-- Stated problem --
Give only the number of lines below that contain the string "stem".
***** Extracted data
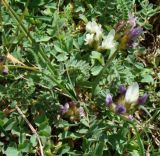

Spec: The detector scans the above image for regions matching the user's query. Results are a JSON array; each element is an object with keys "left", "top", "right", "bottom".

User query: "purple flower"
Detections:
[
  {"left": 127, "top": 27, "right": 143, "bottom": 48},
  {"left": 2, "top": 68, "right": 8, "bottom": 75},
  {"left": 115, "top": 104, "right": 126, "bottom": 114},
  {"left": 79, "top": 107, "right": 85, "bottom": 117},
  {"left": 128, "top": 13, "right": 137, "bottom": 28},
  {"left": 60, "top": 103, "right": 69, "bottom": 114},
  {"left": 105, "top": 94, "right": 113, "bottom": 106},
  {"left": 129, "top": 27, "right": 143, "bottom": 40},
  {"left": 118, "top": 85, "right": 127, "bottom": 95},
  {"left": 128, "top": 114, "right": 134, "bottom": 121},
  {"left": 137, "top": 93, "right": 149, "bottom": 105}
]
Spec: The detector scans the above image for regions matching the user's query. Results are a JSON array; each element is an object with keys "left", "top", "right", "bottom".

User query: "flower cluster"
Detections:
[
  {"left": 60, "top": 102, "right": 85, "bottom": 121},
  {"left": 105, "top": 82, "right": 148, "bottom": 120},
  {"left": 85, "top": 21, "right": 117, "bottom": 50}
]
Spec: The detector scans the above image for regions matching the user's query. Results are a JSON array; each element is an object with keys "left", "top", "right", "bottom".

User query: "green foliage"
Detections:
[{"left": 0, "top": 0, "right": 160, "bottom": 156}]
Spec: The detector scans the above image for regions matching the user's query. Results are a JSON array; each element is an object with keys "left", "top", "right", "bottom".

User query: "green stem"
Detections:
[
  {"left": 130, "top": 123, "right": 145, "bottom": 156},
  {"left": 92, "top": 50, "right": 118, "bottom": 96},
  {"left": 8, "top": 65, "right": 77, "bottom": 101},
  {"left": 2, "top": 0, "right": 77, "bottom": 100}
]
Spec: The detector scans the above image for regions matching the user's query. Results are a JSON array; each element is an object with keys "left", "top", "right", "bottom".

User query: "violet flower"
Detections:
[
  {"left": 79, "top": 107, "right": 85, "bottom": 117},
  {"left": 128, "top": 13, "right": 137, "bottom": 28},
  {"left": 127, "top": 27, "right": 143, "bottom": 48},
  {"left": 2, "top": 68, "right": 8, "bottom": 75},
  {"left": 61, "top": 103, "right": 69, "bottom": 115},
  {"left": 137, "top": 93, "right": 149, "bottom": 105},
  {"left": 118, "top": 85, "right": 127, "bottom": 95},
  {"left": 105, "top": 94, "right": 113, "bottom": 106},
  {"left": 128, "top": 114, "right": 134, "bottom": 121},
  {"left": 115, "top": 104, "right": 126, "bottom": 114}
]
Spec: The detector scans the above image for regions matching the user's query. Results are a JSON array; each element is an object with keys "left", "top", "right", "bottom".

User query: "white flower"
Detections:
[
  {"left": 85, "top": 34, "right": 94, "bottom": 45},
  {"left": 101, "top": 29, "right": 117, "bottom": 49},
  {"left": 86, "top": 21, "right": 102, "bottom": 34},
  {"left": 125, "top": 82, "right": 139, "bottom": 104}
]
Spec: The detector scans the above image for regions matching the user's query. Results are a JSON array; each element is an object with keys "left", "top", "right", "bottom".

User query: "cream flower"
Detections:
[
  {"left": 101, "top": 29, "right": 117, "bottom": 49},
  {"left": 125, "top": 82, "right": 139, "bottom": 104},
  {"left": 85, "top": 34, "right": 94, "bottom": 45}
]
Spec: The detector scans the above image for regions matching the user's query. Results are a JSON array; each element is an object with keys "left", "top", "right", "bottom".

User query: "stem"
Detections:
[
  {"left": 16, "top": 105, "right": 44, "bottom": 156},
  {"left": 92, "top": 50, "right": 118, "bottom": 96},
  {"left": 130, "top": 123, "right": 145, "bottom": 156},
  {"left": 7, "top": 65, "right": 77, "bottom": 101},
  {"left": 2, "top": 0, "right": 77, "bottom": 100}
]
**********
-- Solution for this task --
2